§ **Assignment A**
Restate the stretch of the passage on muscle tension models from "In this work, we" through "of different stiffness.", substituting "rest length" for "slack length".
§ **Assignment B**
Answer these questions from the passage on muscle tension models:
(i) Into which two components does the formulation separate the total tension?
(ii) Besides muscle length, what does the active tension depend on?
(iii) What kind of relation was adopted for the passive component?
§ **Assignment C**
Please carry on the passage about modeling muscle tension from the point where it stops.

§ **Reading passage**

....

In this work, we developed an analytically tractable framework for modeling the tensions generated by biological muscles and muscle-inspired soft actuators. The formulation separates the total tension into passive and active components and incorporates the dependence of active tension on both muscle length and contraction velocity, with the aim of providing models that are physiologically meaningful yet simple enough for use in robotic actuation.

For the passive component, we adopted an exponential tension–length relation with a threshold (slack) length. This model reproduces the experimentally observed behavior of passive tension: it is negligible below the slack length, then increases monotonically and convexly as the muscle or actuator is stretched, with parameters that can be tuned to represent tissues or materials of different stiffness.

....

[Point localization data]
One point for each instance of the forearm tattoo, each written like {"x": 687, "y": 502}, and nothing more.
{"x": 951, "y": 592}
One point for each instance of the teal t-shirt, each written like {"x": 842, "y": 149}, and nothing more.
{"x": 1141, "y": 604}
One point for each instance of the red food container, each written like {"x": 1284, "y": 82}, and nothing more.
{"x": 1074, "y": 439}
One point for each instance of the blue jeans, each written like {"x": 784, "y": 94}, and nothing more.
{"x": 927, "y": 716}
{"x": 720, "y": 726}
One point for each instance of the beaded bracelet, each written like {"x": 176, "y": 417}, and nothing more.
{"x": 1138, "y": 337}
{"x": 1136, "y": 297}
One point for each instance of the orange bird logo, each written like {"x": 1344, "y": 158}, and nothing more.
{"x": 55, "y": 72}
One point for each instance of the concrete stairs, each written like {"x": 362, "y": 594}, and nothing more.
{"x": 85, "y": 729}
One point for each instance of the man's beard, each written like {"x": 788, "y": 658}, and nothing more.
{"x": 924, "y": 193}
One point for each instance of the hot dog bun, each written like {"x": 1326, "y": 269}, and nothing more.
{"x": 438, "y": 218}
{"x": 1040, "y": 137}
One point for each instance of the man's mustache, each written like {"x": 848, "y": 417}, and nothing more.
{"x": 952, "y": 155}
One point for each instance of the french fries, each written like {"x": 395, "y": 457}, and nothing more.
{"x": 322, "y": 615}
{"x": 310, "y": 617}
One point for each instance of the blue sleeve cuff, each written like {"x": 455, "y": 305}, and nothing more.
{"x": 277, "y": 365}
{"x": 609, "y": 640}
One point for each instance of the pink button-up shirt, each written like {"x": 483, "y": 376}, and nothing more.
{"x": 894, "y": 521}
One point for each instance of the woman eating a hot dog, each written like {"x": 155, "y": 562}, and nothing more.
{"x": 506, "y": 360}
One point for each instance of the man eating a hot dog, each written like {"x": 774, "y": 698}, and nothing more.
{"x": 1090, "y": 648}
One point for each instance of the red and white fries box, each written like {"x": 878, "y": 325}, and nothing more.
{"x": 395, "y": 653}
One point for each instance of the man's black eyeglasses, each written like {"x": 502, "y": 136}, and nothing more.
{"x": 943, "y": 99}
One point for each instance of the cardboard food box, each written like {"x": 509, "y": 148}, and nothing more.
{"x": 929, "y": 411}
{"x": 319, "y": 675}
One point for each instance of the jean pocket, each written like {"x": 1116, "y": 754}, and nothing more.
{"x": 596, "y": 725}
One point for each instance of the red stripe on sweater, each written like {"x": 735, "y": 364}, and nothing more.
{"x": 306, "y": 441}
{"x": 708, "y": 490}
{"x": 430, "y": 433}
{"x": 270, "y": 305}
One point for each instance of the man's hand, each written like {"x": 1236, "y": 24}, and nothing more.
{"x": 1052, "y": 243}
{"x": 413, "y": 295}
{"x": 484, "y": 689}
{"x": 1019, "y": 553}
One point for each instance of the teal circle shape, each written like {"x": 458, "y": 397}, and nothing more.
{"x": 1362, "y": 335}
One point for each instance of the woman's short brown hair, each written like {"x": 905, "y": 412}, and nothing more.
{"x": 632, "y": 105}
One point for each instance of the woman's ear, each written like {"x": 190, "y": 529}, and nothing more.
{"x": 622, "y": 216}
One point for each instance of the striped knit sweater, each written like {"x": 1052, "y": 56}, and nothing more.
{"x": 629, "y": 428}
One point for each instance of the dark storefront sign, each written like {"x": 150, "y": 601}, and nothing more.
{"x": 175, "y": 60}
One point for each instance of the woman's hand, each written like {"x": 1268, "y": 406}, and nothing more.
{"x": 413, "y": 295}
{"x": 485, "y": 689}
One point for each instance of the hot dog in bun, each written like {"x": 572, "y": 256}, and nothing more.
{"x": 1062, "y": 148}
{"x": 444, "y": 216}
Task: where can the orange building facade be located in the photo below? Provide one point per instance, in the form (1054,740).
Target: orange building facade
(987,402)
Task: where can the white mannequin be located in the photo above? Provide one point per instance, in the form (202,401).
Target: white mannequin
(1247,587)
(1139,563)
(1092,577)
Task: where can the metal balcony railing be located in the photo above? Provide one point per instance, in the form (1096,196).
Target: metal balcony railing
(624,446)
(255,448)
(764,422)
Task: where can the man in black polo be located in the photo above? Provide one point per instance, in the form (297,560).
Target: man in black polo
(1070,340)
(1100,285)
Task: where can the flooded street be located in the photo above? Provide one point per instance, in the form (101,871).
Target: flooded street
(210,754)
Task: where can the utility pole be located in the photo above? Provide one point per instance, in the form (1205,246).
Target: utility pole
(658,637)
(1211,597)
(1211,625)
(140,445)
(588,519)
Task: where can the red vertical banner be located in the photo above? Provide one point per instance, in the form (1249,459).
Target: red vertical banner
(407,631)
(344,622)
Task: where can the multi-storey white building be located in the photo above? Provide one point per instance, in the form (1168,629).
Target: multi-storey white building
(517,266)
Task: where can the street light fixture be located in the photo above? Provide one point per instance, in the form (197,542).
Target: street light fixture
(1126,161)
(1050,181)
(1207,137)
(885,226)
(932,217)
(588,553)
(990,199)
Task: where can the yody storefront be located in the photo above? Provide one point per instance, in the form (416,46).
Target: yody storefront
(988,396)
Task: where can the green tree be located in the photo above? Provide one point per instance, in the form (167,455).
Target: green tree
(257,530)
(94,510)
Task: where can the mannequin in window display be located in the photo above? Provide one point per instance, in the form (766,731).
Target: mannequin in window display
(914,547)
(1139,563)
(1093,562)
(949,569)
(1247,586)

....

§ **Written response A**
In this work, we developed an analytically tractable framework for modeling the tensions generated by biological muscles and muscle-inspired soft actuators. The formulation separates the total tension into passive and active components and incorporates the dependence of active tension on both muscle length and contraction velocity, with the aim of providing models that are physiologically meaningful yet simple enough for use in robotic actuation.

For the passive component, we adopted an exponential tension–length relation with a threshold (slack) length. This model reproduces the experimentally observed behavior of passive tension: it is negligible below the rest length, then increases monotonically and convexly as the muscle or actuator is stretched, with parameters that can be tuned to represent tissues or materials of different stiffness.

§ **Written response B**
(i) Passive and active components.
(ii) Contraction velocity.
(iii) An exponential tension–length relation with a threshold (slack) length.

§ **Written response C**
For the active component, we proposed a Gaussian-based length–tension model constructed as a least-squares approximation of an ideal characteristic function over the optimal length interval. The resulting sum of Gaussians yields a smooth bell-shaped curve with a flat plateau over the optimal length range and smooth decay at very short and very long lengths. Closed-form expressions for the relevant integrals enable efficient parameter identification and make the model more robust to sparse or noisy experimental data than high-degree polynomial fits, while remaining compact and analytic. The dependence of active tension on contraction velocity was captured by a simple piecewise analytic relation that is symmetric around the isometric point. With a small number of interpretable parameters (isometric tension, maximum concentric velocity, a shape exponent, and a derived scaling factor), this model reproduces the key qualitative features of the classical concentric and eccentric branches of the tension–velocity curve.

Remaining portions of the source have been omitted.